:: Description of the task ::
Reproduce the data below word for word, line for line, leaving out the pictures.

***** Supplied information

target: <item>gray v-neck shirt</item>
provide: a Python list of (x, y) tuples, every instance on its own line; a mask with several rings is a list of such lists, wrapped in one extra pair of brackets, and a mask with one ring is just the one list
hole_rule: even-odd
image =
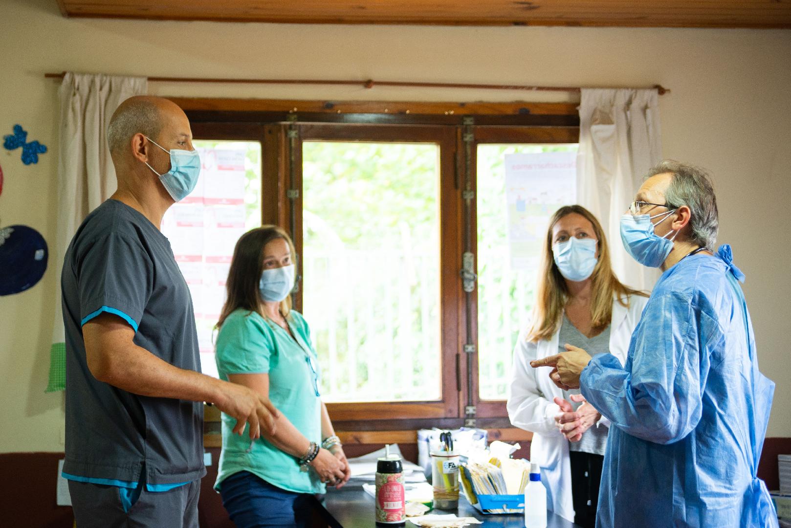
[[(586, 337), (577, 327), (574, 326), (569, 318), (563, 314), (563, 322), (560, 326), (560, 334), (558, 336), (558, 348), (561, 352), (566, 351), (566, 344), (573, 344), (575, 347), (584, 349), (592, 356), (596, 354), (607, 354), (610, 352), (610, 326), (607, 325), (604, 331), (598, 336)], [(571, 401), (569, 397), (571, 394), (579, 394), (579, 389), (563, 391), (563, 398)], [(571, 401), (571, 406), (576, 411), (581, 403)], [(581, 451), (583, 453), (593, 453), (595, 454), (604, 454), (607, 449), (607, 435), (609, 429), (603, 425), (596, 426), (595, 424), (591, 428), (582, 434), (582, 439), (579, 442), (572, 442), (569, 444), (569, 450), (571, 451)]]

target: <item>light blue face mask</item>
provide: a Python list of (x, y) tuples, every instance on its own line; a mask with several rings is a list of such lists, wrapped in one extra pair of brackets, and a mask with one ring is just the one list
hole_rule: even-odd
[[(649, 268), (659, 268), (673, 250), (673, 241), (679, 234), (678, 231), (668, 231), (664, 237), (659, 237), (654, 232), (654, 227), (670, 218), (676, 209), (659, 215), (636, 215), (626, 213), (621, 217), (621, 241), (626, 253), (632, 258)], [(654, 224), (651, 220), (664, 216), (664, 218)], [(671, 233), (673, 236), (666, 237)]]
[(151, 138), (146, 139), (170, 154), (170, 170), (165, 174), (160, 174), (153, 168), (145, 162), (153, 173), (159, 177), (162, 186), (176, 202), (180, 202), (192, 192), (198, 184), (200, 177), (200, 156), (197, 150), (182, 150), (171, 149), (168, 150)]
[(280, 302), (294, 287), (294, 265), (265, 269), (258, 283), (261, 298), (269, 302)]
[(591, 238), (570, 238), (552, 247), (554, 264), (560, 274), (567, 280), (580, 282), (593, 273), (598, 260), (596, 257), (596, 241)]

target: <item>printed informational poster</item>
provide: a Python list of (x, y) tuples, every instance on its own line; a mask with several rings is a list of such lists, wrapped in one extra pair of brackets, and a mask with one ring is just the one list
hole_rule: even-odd
[(536, 269), (549, 217), (577, 202), (577, 152), (505, 154), (511, 268)]
[(201, 175), (195, 189), (162, 220), (195, 308), (203, 372), (217, 375), (213, 329), (225, 301), (233, 249), (245, 231), (246, 146), (198, 148)]

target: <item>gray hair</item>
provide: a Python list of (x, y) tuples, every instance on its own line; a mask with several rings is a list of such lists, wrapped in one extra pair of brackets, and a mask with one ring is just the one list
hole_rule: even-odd
[(162, 130), (159, 108), (144, 98), (135, 97), (121, 103), (110, 118), (107, 127), (107, 144), (112, 154), (119, 154), (128, 147), (135, 134), (144, 134), (156, 141)]
[(670, 173), (673, 177), (664, 191), (664, 201), (671, 209), (686, 205), (692, 213), (690, 227), (691, 239), (711, 251), (717, 244), (720, 222), (717, 197), (709, 173), (701, 167), (666, 159), (652, 167), (645, 178)]

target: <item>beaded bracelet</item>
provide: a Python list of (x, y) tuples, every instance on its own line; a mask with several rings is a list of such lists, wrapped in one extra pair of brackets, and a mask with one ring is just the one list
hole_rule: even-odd
[(321, 443), (321, 446), (326, 450), (329, 450), (335, 446), (341, 446), (341, 439), (338, 438), (337, 435), (333, 435), (332, 436), (327, 436), (324, 439), (324, 441)]
[(310, 463), (313, 462), (313, 459), (319, 454), (319, 450), (321, 449), (319, 444), (315, 442), (310, 443), (310, 446), (308, 447), (308, 452), (305, 454), (305, 456), (299, 459), (299, 469), (300, 471), (307, 472), (308, 468), (310, 466)]

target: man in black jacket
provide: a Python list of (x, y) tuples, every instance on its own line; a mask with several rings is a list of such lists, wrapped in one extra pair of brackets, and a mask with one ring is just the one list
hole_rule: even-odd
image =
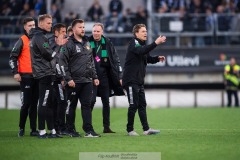
[(126, 54), (126, 61), (123, 71), (123, 87), (128, 95), (128, 123), (127, 132), (129, 136), (138, 136), (134, 131), (134, 117), (138, 110), (140, 121), (143, 127), (143, 134), (150, 135), (159, 133), (159, 130), (149, 128), (146, 113), (146, 99), (144, 91), (144, 77), (147, 63), (164, 61), (164, 56), (152, 57), (149, 52), (157, 45), (166, 41), (165, 36), (159, 36), (155, 42), (146, 45), (147, 29), (144, 24), (137, 24), (133, 27), (134, 38), (130, 41)]
[[(29, 37), (33, 77), (39, 80), (39, 105), (38, 105), (38, 127), (39, 138), (58, 138), (53, 126), (53, 106), (52, 101), (52, 77), (55, 75), (55, 64), (53, 58), (58, 50), (53, 51), (49, 45), (46, 34), (51, 31), (52, 16), (49, 14), (38, 17), (38, 27), (30, 31)], [(58, 45), (63, 45), (64, 40), (58, 37)], [(58, 48), (57, 48), (58, 49)], [(45, 130), (47, 122), (50, 134)]]
[[(53, 26), (53, 35), (49, 38), (50, 47), (55, 50), (57, 47), (60, 47), (56, 40), (59, 36), (66, 37), (67, 28), (63, 23), (57, 23)], [(67, 39), (66, 39), (67, 40)], [(59, 50), (59, 49), (57, 49)], [(65, 125), (65, 112), (67, 108), (67, 100), (65, 97), (65, 89), (64, 89), (64, 78), (60, 69), (59, 64), (60, 53), (56, 52), (56, 56), (54, 57), (54, 61), (56, 64), (56, 76), (54, 77), (53, 83), (53, 115), (54, 115), (54, 128), (57, 133), (60, 135), (66, 135), (66, 125)]]
[(99, 86), (95, 86), (93, 89), (92, 109), (98, 95), (101, 97), (103, 104), (103, 133), (115, 133), (110, 129), (109, 97), (112, 95), (124, 95), (122, 67), (112, 42), (103, 36), (103, 30), (103, 24), (95, 23), (92, 36), (89, 38), (99, 79)]
[(61, 68), (67, 82), (67, 125), (72, 137), (79, 137), (75, 129), (75, 114), (78, 99), (81, 103), (83, 130), (85, 137), (100, 137), (92, 126), (91, 100), (93, 83), (98, 85), (92, 49), (85, 36), (84, 21), (76, 19), (72, 22), (73, 35), (60, 50)]
[(22, 106), (20, 109), (19, 133), (18, 136), (24, 136), (25, 124), (29, 115), (30, 136), (38, 136), (37, 127), (37, 103), (38, 103), (38, 81), (33, 78), (32, 64), (30, 56), (30, 29), (35, 28), (35, 22), (32, 17), (26, 17), (23, 20), (24, 35), (14, 45), (9, 64), (14, 74), (14, 79), (20, 83)]

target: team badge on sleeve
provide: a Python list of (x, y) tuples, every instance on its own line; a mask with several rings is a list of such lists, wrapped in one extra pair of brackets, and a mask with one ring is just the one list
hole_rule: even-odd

**********

:: Response to this exercise ::
target: <item>gray v-neck shirt</item>
provide: a Python list of (x, y) tuples, every instance on its own line; a mask with several rings is a list of such lists, wrapped in one extra pair of brackets, and a mask with one ring is just the one list
hole_rule: even-odd
image =
[[(586, 337), (577, 327), (574, 326), (569, 318), (563, 314), (563, 322), (560, 326), (560, 334), (558, 336), (558, 348), (561, 352), (566, 351), (566, 344), (573, 344), (575, 347), (584, 349), (592, 356), (596, 354), (607, 354), (610, 352), (610, 326), (607, 325), (604, 331), (598, 336)], [(571, 401), (569, 397), (571, 394), (579, 394), (579, 389), (563, 391), (563, 398)], [(571, 401), (571, 406), (576, 411), (581, 403)], [(581, 451), (583, 453), (593, 453), (595, 454), (604, 454), (607, 449), (607, 435), (609, 429), (603, 425), (596, 426), (595, 424), (591, 428), (582, 434), (582, 439), (579, 442), (572, 442), (569, 444), (569, 450), (571, 451)]]

target: <item>light blue face mask</item>
provide: a Python list of (x, y) tuples, every instance on its own line; a mask with several rings is a list of such lists, wrapped in one extra pair of brackets, and a mask with one ring is just the one list
hole_rule: even-odd
[[(649, 268), (659, 268), (673, 250), (673, 241), (679, 234), (678, 231), (668, 231), (664, 237), (659, 237), (654, 232), (654, 227), (670, 218), (676, 209), (659, 215), (636, 215), (626, 213), (621, 217), (621, 241), (626, 253), (632, 258)], [(654, 224), (651, 220), (664, 216), (664, 218)], [(671, 233), (673, 236), (666, 237)]]
[(151, 138), (146, 139), (170, 154), (170, 170), (165, 174), (160, 174), (153, 168), (145, 162), (153, 173), (159, 177), (162, 186), (176, 202), (180, 202), (192, 192), (198, 184), (200, 177), (200, 156), (197, 150), (182, 150), (171, 149), (168, 150)]
[(280, 302), (294, 287), (294, 265), (265, 269), (258, 283), (261, 298), (269, 302)]
[(591, 238), (570, 238), (552, 247), (554, 264), (560, 274), (567, 280), (580, 282), (593, 273), (598, 260), (596, 257), (596, 241)]

target: <item>printed informational poster</item>
provide: a Python list of (x, y) tuples, every instance on its own line; a mask with several rings is a list of such lists, wrapped in one extra pair of brackets, and a mask with one ring is just the one list
hole_rule: even-odd
[(536, 269), (549, 217), (577, 202), (577, 152), (505, 154), (511, 268)]
[(201, 175), (195, 189), (162, 220), (195, 308), (203, 372), (217, 375), (213, 329), (225, 301), (233, 249), (245, 231), (246, 146), (198, 148)]

target: <item>gray hair</item>
provide: a Python list of (x, y) tuples, every instance on its own line; a mask with several rings is a list of such lists, wrapped in one extra pair of brackets, and a mask with one ring is just the one list
hole_rule: even-odd
[(162, 130), (159, 108), (144, 98), (135, 97), (121, 103), (110, 118), (107, 127), (107, 144), (112, 154), (119, 154), (128, 147), (135, 134), (144, 134), (156, 141)]
[(670, 173), (673, 177), (664, 191), (664, 201), (671, 209), (686, 205), (692, 213), (690, 227), (691, 239), (711, 251), (717, 244), (720, 222), (717, 197), (709, 173), (701, 167), (666, 159), (652, 167), (645, 178)]

target: <item>beaded bracelet</item>
provide: a Python list of (x, y) tuples, every instance on its own line; a mask with several rings is a list of such lists, wrapped in one extra pair of brackets, and a mask with one ring is just the one list
hole_rule: even-odd
[(321, 443), (321, 446), (326, 450), (329, 450), (335, 446), (341, 446), (341, 439), (338, 438), (337, 435), (333, 435), (332, 436), (327, 436), (324, 439), (324, 441)]
[(310, 463), (313, 462), (313, 459), (319, 454), (319, 450), (321, 449), (319, 444), (315, 442), (310, 443), (310, 446), (308, 447), (308, 452), (305, 454), (305, 456), (299, 459), (299, 469), (300, 471), (307, 472), (308, 468), (310, 466)]

target: man in black jacket
provide: a Python list of (x, y) tuples, every instance on its own line; a mask with several rings is a list of such lists, wrapped in one extra pair of brackets, and a mask with one ring is just the one list
hole_rule: even-odd
image =
[(126, 54), (126, 61), (123, 71), (123, 87), (128, 95), (128, 123), (127, 132), (129, 136), (138, 136), (134, 131), (134, 117), (138, 110), (140, 121), (143, 127), (143, 134), (150, 135), (159, 133), (159, 130), (149, 128), (146, 113), (146, 99), (144, 91), (144, 77), (147, 63), (164, 61), (164, 56), (152, 57), (149, 52), (157, 45), (166, 41), (165, 36), (159, 36), (155, 42), (146, 45), (147, 29), (144, 24), (137, 24), (133, 27), (134, 38), (130, 41)]
[[(29, 37), (33, 77), (39, 80), (39, 105), (38, 105), (38, 127), (39, 138), (58, 138), (53, 126), (53, 106), (52, 101), (52, 77), (55, 75), (55, 64), (53, 58), (58, 50), (53, 51), (49, 45), (46, 34), (51, 31), (52, 16), (49, 14), (38, 17), (38, 27), (30, 31)], [(58, 45), (63, 45), (64, 40), (58, 37)], [(58, 48), (57, 48), (58, 49)], [(45, 130), (47, 122), (50, 134)]]
[[(53, 26), (53, 35), (49, 38), (50, 47), (55, 50), (57, 47), (60, 47), (56, 40), (59, 36), (66, 37), (67, 28), (63, 23), (57, 23)], [(67, 39), (66, 39), (67, 40)], [(59, 50), (59, 49), (57, 49)], [(65, 125), (65, 112), (67, 108), (67, 100), (65, 97), (65, 89), (64, 89), (64, 78), (60, 69), (59, 64), (60, 53), (56, 52), (56, 56), (54, 57), (54, 61), (56, 64), (56, 76), (54, 77), (53, 83), (53, 115), (54, 115), (54, 128), (57, 133), (60, 135), (66, 135), (66, 125)]]
[(99, 86), (95, 86), (93, 89), (92, 109), (98, 95), (101, 97), (103, 104), (103, 133), (115, 133), (110, 129), (109, 97), (112, 95), (124, 95), (122, 67), (112, 42), (103, 36), (103, 30), (103, 24), (95, 23), (92, 36), (89, 38), (99, 79)]
[(61, 68), (67, 82), (67, 125), (72, 137), (79, 137), (75, 129), (75, 114), (78, 99), (81, 103), (83, 130), (85, 137), (100, 137), (92, 126), (91, 100), (93, 83), (98, 85), (92, 49), (85, 36), (84, 21), (76, 19), (72, 22), (73, 35), (60, 50)]
[(22, 106), (20, 109), (19, 133), (18, 136), (24, 136), (25, 124), (29, 115), (30, 136), (38, 136), (37, 127), (37, 103), (38, 103), (38, 81), (33, 78), (32, 64), (30, 56), (30, 29), (35, 28), (35, 22), (32, 17), (26, 17), (23, 20), (24, 35), (14, 45), (9, 64), (14, 74), (14, 79), (20, 83)]

target: team badge on sleeve
provide: a Python list of (x, y) tuples, every instance on its own line; a mask with several rings is a list of such lists, wrapped in one extra pair of brackets, and a mask with one ring is just the one list
hole_rule: even-odd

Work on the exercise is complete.